--- About this exercise ---
The entries below should be given again exactly, minus their pictures.

--- Information provided ---

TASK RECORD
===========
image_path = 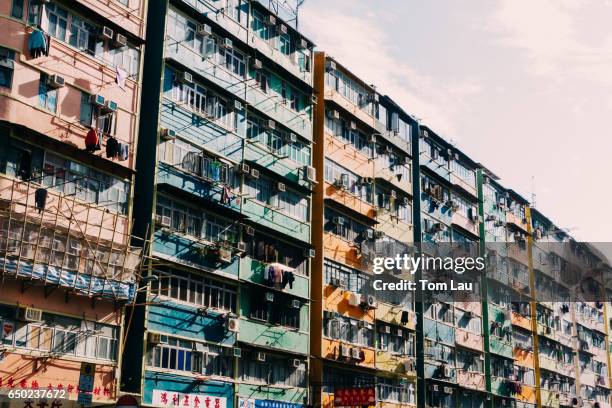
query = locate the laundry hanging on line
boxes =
[34,188,48,213]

--- Task solution ---
TASK RECORD
===========
image_path = 
query = locate the laundry hanging on line
boxes =
[34,188,48,213]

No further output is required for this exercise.